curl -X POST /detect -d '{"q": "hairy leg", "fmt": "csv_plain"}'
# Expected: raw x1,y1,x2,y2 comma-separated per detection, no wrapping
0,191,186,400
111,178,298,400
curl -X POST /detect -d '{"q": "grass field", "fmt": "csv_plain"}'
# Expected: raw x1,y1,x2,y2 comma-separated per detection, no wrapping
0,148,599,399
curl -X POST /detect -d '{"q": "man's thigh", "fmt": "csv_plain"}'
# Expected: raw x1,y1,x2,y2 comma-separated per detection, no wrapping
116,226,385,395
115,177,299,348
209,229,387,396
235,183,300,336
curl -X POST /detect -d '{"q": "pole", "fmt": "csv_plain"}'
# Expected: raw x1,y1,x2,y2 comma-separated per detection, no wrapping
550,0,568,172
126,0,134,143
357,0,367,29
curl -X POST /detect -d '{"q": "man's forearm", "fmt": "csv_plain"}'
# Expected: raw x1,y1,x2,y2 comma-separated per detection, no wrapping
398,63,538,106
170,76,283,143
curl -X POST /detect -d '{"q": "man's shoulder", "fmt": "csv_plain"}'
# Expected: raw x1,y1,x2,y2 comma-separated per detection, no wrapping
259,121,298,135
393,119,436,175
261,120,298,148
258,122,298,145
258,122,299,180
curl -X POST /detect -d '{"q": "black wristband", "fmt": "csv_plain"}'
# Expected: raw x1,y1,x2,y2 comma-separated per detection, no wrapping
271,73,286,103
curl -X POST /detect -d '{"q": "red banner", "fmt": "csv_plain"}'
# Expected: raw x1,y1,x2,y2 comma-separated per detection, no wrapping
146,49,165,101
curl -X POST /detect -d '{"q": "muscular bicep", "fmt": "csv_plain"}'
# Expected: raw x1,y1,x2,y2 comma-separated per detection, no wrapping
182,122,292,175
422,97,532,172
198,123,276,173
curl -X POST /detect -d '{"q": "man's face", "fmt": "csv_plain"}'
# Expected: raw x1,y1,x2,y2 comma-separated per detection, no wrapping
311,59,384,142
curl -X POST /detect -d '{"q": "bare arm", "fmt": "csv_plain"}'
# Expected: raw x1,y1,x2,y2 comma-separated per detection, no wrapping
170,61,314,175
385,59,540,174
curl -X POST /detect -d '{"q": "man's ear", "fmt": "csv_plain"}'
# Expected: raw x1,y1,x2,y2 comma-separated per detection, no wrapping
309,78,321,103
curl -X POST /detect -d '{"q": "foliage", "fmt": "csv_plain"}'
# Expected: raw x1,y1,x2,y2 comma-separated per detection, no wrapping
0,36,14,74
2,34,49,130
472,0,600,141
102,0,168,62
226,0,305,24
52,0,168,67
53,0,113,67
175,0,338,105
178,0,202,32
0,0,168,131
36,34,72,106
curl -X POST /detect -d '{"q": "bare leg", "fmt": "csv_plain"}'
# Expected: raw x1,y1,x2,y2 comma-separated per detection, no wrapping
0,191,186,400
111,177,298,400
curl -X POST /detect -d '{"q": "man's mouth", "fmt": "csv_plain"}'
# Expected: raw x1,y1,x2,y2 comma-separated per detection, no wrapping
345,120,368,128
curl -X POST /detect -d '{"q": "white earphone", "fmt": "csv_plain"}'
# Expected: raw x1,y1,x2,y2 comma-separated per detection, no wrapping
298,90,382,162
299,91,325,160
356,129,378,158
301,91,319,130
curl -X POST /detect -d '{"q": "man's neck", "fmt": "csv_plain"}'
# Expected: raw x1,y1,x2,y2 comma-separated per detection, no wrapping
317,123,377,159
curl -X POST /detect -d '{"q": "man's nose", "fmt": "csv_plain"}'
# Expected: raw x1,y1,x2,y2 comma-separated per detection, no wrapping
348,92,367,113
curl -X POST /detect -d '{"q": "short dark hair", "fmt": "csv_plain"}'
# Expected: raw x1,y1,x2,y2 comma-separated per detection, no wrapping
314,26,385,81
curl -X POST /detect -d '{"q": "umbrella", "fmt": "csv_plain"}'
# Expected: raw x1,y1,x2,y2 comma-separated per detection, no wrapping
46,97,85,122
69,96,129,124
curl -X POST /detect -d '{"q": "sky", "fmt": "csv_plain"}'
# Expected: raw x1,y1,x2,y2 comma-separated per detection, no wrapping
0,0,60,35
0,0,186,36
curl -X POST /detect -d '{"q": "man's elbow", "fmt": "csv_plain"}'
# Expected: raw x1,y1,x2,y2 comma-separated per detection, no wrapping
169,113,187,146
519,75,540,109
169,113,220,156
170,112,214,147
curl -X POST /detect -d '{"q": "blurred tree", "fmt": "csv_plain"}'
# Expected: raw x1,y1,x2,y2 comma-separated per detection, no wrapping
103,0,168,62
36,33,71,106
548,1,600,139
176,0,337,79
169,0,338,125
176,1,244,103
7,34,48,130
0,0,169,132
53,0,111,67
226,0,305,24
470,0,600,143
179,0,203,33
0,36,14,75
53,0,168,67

Aim of the task: Without any change, write the listing out again.

Written solution:
curl -X POST /detect -d '{"q": "hairy leg", "fmt": "csv_plain"}'
# Expected: raw x1,y1,x2,y2 comma-separated per detection, no wrapping
0,191,186,400
111,178,298,400
curl -X POST /detect -d '{"q": "grass field", "fmt": "csv_plain"}'
# Expected: raw x1,y1,x2,y2 comma-separated per detection, no wrapping
0,148,599,399
curl -X POST /detect -d '{"q": "man's thigh", "fmt": "csv_plain"}'
# Expected: raw x1,y1,x2,y2 comma-separated per detection, no wrapping
116,226,385,395
115,177,299,348
209,229,387,396
235,183,300,336
curl -X POST /detect -d '{"q": "pole", "fmt": "csv_plain"}'
# Expected: raw x1,y1,x2,y2 comma-separated per detection, no wrapping
550,0,568,172
126,0,134,143
357,0,367,29
curl -X POST /detect -d '{"q": "man's forearm", "fmt": "csv_plain"}'
# Expected: raw x1,y1,x2,y2 comma-separated per detection, no wrapping
398,63,538,106
170,76,283,143
curl -X POST /detect -d '{"q": "man's shoulder", "fmt": "csv_plain"}'
# Expected: raw x1,y1,x2,y2 comma-separated per detection, no wrapping
259,121,298,135
393,119,436,175
261,120,298,148
258,122,298,145
258,122,299,180
curl -X POST /detect -d '{"q": "black wristband", "fmt": "csv_plain"}'
# Expected: raw x1,y1,x2,y2 comma-separated per detection, no wrapping
271,73,286,103
curl -X POST /detect -d '{"q": "red banner", "fmt": "csv_plain"}'
# Expected: raw x1,y1,x2,y2 comma-separated per detection, no wrapping
146,49,165,101
curl -X POST /detect -d '{"q": "muscular bicep", "fmt": "csv_plain"}'
# Expected: raw x1,y1,x2,y2 comma-separated per detection, no wrapping
182,122,292,175
422,97,532,172
198,123,276,173
curl -X POST /detect -d '{"q": "man's face", "fmt": "csv_plain"}'
# Expected: raw x1,y1,x2,y2 comma-separated per detection, no wrapping
311,59,384,142
curl -X POST /detect -d '{"q": "bare arm", "fmt": "csv_plain"}'
# Expected: raw x1,y1,x2,y2 comma-separated per detection, no wrapping
170,61,314,175
385,59,540,174
curl -X POST /detect -d '{"q": "man's ear", "fmt": "csv_plain"}'
# Expected: raw x1,y1,x2,y2 comma-separated per detection, no wrapping
309,78,321,103
curl -X POST /detect -d '{"q": "foliage", "fmt": "csv_plain"}'
# Expected: raw x1,y1,x2,y2 comma-separated per detection, no wrapping
0,36,14,74
2,34,49,130
472,0,600,141
102,0,168,62
226,0,305,24
52,0,168,67
53,0,113,67
175,0,338,105
178,0,202,32
0,0,168,131
36,34,72,106
curl -X POST /detect -d '{"q": "bare leg", "fmt": "csv_plain"}'
# Expected: raw x1,y1,x2,y2 comma-separated per detection, no wrapping
0,191,186,400
111,177,298,400
curl -X POST /detect -d '{"q": "man's mouth", "fmt": "csv_plain"}'
# Expected: raw x1,y1,x2,y2 comma-separated per detection, no wrapping
345,120,368,128
curl -X POST /detect -d '{"q": "white earphone", "fmt": "csv_plain"}'
# Expected: raw x1,y1,x2,y2 comma-separated per detection, no wrapping
298,90,382,162
299,91,325,160
356,129,378,158
301,91,319,130
curl -X POST /detect -d '{"q": "man's neck", "fmt": "csv_plain"}'
# Expected: raw x1,y1,x2,y2 comma-separated per detection, no wrapping
317,123,377,159
curl -X POST /detect -d '{"q": "man's nose", "fmt": "csv_plain"}'
# Expected: raw x1,y1,x2,y2 comma-separated per detection, no wrapping
348,92,367,113
curl -X POST /detect -d '{"q": "short dark hair", "fmt": "csv_plain"}'
# Expected: raw x1,y1,x2,y2 comma-separated per detection, no wrapping
314,26,385,81
curl -X POST /detect -d '{"q": "umbrella", "fmt": "csv_plain"}'
# Expected: raw x1,y1,x2,y2 comma-separated per detection, no wrapping
46,97,85,122
69,96,129,124
curl -X POST /detect -d '{"q": "sky", "fmt": "csv_plain"}'
# Expected: raw x1,y1,x2,y2 comma-separated per detection, no wrapping
0,0,60,35
0,0,186,36
curl -X POST /detect -d '{"q": "man's elbow", "fmt": "csv_plain"}'
# Expected: raw x1,y1,x2,y2 comma-separated per detection, no wrapping
169,113,187,146
519,75,540,109
169,113,220,156
170,112,214,147
curl -X POST /detect -d '{"q": "blurred tree", "fmt": "csv_plain"}'
# Expected: raw x1,y1,x2,y2 comma-separated per detection, no wrapping
103,0,168,62
36,33,71,106
548,1,600,139
176,0,337,79
169,0,338,125
176,1,244,103
7,34,48,130
0,0,169,132
53,0,111,67
226,0,305,24
470,0,600,143
179,0,203,33
0,36,14,75
53,0,168,67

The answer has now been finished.